ENTRIES SUPPLIED
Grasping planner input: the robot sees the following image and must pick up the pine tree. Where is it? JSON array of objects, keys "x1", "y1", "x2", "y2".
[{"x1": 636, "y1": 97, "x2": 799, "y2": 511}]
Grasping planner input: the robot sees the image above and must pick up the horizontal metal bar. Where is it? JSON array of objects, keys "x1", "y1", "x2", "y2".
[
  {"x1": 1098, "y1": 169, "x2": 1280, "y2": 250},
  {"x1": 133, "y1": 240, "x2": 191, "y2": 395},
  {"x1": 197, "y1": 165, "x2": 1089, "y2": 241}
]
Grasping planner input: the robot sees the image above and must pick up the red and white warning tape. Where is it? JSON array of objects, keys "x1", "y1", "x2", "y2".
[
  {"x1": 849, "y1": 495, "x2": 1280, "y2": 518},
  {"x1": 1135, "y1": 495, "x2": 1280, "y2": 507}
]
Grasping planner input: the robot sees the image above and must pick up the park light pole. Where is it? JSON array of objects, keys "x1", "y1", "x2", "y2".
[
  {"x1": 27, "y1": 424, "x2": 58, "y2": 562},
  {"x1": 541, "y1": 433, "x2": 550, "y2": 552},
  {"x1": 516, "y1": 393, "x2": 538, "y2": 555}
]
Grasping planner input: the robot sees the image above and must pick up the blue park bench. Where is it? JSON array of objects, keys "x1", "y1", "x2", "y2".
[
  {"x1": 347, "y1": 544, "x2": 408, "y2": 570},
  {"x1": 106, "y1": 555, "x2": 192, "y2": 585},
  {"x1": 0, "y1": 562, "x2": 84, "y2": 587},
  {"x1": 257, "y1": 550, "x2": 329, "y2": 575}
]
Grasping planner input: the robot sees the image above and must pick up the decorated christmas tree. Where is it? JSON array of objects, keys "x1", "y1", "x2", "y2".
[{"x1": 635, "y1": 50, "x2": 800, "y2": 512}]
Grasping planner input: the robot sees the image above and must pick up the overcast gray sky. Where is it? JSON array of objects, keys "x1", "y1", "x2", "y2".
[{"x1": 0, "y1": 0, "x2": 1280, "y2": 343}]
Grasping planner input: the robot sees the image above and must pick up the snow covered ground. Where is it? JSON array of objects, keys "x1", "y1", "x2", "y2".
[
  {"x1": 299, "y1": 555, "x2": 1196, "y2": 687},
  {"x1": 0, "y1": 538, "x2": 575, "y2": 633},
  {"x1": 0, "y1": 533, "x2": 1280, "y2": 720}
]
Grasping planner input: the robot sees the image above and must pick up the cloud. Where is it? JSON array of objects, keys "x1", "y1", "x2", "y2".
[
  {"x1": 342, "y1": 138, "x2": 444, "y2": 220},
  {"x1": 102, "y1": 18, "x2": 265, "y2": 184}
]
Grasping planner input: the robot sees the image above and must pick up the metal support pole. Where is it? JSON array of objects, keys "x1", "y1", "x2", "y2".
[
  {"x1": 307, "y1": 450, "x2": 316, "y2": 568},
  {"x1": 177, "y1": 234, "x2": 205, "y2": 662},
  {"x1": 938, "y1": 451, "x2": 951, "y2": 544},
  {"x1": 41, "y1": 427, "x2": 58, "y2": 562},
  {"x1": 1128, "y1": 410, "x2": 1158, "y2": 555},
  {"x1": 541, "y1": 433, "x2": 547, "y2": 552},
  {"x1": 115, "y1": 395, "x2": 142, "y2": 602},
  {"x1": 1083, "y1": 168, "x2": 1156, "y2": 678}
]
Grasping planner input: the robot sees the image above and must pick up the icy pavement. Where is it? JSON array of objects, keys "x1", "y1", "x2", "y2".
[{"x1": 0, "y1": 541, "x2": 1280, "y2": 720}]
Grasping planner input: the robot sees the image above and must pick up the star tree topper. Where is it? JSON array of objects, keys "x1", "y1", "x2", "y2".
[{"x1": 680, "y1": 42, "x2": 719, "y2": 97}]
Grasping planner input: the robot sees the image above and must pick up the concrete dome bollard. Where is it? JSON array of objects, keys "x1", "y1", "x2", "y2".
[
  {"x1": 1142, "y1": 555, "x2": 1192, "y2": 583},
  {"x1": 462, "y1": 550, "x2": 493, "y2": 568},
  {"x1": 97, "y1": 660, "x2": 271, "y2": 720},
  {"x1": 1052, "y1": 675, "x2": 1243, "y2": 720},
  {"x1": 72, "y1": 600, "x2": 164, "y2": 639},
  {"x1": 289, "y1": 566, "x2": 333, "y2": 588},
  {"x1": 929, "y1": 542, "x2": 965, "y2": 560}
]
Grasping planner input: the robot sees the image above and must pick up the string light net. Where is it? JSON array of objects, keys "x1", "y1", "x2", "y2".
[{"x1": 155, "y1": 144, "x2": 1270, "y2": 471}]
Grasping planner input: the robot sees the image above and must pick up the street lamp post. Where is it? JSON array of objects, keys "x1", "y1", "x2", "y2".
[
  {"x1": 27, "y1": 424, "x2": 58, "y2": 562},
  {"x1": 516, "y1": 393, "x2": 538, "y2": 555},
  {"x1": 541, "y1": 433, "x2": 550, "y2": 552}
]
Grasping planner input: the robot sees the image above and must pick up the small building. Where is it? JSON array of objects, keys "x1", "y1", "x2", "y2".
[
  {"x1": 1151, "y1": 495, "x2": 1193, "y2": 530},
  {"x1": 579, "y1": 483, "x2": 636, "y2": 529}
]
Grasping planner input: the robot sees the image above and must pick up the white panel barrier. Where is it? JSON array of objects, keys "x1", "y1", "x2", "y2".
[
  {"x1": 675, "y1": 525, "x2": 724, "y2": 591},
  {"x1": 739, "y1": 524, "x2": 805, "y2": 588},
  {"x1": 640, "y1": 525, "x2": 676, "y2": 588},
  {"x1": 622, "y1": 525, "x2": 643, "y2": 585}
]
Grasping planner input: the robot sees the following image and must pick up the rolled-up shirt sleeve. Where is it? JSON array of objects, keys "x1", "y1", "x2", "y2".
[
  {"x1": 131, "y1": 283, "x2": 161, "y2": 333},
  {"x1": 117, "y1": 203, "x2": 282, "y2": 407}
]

WHAT YOU ARE ASKED TO DO
Render everything from the line containing "up the rolled-up" down through the last line of the entries as a numbered list, leaving out any blank lines.

ANSWER FOR THIS EXERCISE
1. Grasping planner input: the robot sees the following image and must pick up the rolled-up shirt sleeve. Where is it? JSON array of objects, keys "x1", "y1", "x2", "y2".
2. [
3.   {"x1": 131, "y1": 283, "x2": 161, "y2": 333},
4.   {"x1": 117, "y1": 203, "x2": 282, "y2": 407}
5. ]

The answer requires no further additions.